- _Exercise_: Every record here should be printed again exactly.

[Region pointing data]

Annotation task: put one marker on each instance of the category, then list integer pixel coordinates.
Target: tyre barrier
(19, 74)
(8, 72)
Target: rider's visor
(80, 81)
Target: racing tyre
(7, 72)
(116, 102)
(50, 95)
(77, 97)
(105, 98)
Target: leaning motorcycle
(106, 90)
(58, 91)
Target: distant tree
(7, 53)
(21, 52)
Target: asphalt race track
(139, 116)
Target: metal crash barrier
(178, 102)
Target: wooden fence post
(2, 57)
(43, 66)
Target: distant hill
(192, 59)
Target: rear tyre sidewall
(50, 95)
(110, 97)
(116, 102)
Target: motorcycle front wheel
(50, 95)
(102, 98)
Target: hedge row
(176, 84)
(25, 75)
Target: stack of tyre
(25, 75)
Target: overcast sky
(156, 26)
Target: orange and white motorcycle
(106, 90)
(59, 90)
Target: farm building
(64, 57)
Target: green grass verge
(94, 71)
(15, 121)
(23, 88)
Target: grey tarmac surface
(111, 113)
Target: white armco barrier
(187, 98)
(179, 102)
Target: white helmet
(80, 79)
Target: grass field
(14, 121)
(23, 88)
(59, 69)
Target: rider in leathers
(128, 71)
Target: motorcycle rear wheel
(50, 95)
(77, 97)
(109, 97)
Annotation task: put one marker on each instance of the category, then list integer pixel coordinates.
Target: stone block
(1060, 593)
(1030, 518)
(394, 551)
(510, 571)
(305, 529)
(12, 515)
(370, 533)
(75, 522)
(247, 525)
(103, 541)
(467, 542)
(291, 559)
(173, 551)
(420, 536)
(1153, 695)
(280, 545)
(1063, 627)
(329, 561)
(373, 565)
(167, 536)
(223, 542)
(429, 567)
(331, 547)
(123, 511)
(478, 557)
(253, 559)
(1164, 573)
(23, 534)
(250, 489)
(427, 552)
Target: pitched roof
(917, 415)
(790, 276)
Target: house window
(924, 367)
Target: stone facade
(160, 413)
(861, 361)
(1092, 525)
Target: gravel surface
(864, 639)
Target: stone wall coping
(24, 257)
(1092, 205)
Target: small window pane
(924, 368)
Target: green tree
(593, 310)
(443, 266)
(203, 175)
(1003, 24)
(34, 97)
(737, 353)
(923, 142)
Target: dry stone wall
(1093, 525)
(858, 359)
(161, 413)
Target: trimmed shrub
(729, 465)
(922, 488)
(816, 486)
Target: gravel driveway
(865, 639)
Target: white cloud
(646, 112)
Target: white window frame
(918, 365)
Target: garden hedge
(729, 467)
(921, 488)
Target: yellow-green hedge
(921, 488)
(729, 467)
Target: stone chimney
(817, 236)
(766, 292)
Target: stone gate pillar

- _Finished exercise_:
Annotation task: put one marker on each instance of the category, then list integer pixel coordinates.
Target: tyre barrier
(19, 74)
(8, 72)
Target: rider's visor
(80, 81)
Target: racing tyre
(7, 72)
(116, 102)
(50, 95)
(77, 97)
(105, 98)
Target: leaning motorcycle
(106, 90)
(58, 91)
Target: distant tree
(7, 53)
(21, 52)
Target: asphalt race track
(139, 116)
Target: metal crash barrier
(178, 102)
Target: wooden fence post
(2, 57)
(43, 66)
Target: distant hill
(192, 59)
Target: rear tyre sidewall
(50, 95)
(110, 97)
(116, 102)
Target: motorcycle front wheel
(50, 95)
(102, 98)
Target: hedge row
(176, 84)
(25, 75)
Target: stack of tyre
(25, 75)
Target: overcast sky
(156, 26)
Target: orange and white motorcycle
(106, 90)
(59, 90)
Target: farm building
(64, 57)
Target: green grass verge
(94, 71)
(15, 121)
(23, 88)
Target: grey tarmac surface
(111, 113)
Target: white armco barrier
(187, 98)
(179, 102)
Target: white helmet
(80, 79)
Target: grass field
(14, 121)
(23, 88)
(59, 69)
Target: rider in leathers
(128, 71)
Target: motorcycle rear wheel
(50, 95)
(77, 97)
(109, 97)
Annotation task: put one marker on each instance of the category, then list integer pixel coordinates.
Target: stone block
(1060, 593)
(1030, 518)
(394, 551)
(510, 571)
(305, 529)
(12, 515)
(370, 533)
(75, 522)
(247, 525)
(103, 541)
(467, 542)
(291, 559)
(173, 551)
(420, 536)
(1153, 695)
(280, 545)
(1063, 627)
(329, 561)
(373, 565)
(167, 536)
(223, 542)
(429, 567)
(331, 547)
(123, 511)
(478, 557)
(253, 559)
(1164, 573)
(23, 534)
(250, 489)
(427, 552)
Target: pitched roof
(917, 415)
(790, 276)
Target: house window
(924, 367)
Target: stone facade
(160, 413)
(861, 361)
(1092, 525)
Target: gravel surface
(864, 639)
Target: stone wall coping
(24, 257)
(1092, 205)
Target: small window pane
(924, 368)
Target: green tree
(593, 310)
(443, 266)
(203, 175)
(1003, 24)
(34, 97)
(737, 353)
(923, 142)
Target: dry stone wall
(1093, 525)
(858, 359)
(161, 413)
Target: trimmed shrub
(729, 465)
(922, 488)
(816, 486)
Target: gravel driveway
(865, 639)
Target: white cloud
(646, 112)
Target: white window frame
(918, 365)
Target: garden hedge
(729, 467)
(921, 488)
Target: yellow-green hedge
(921, 488)
(729, 467)
Target: stone chimney
(817, 236)
(766, 292)
Target: stone gate pillar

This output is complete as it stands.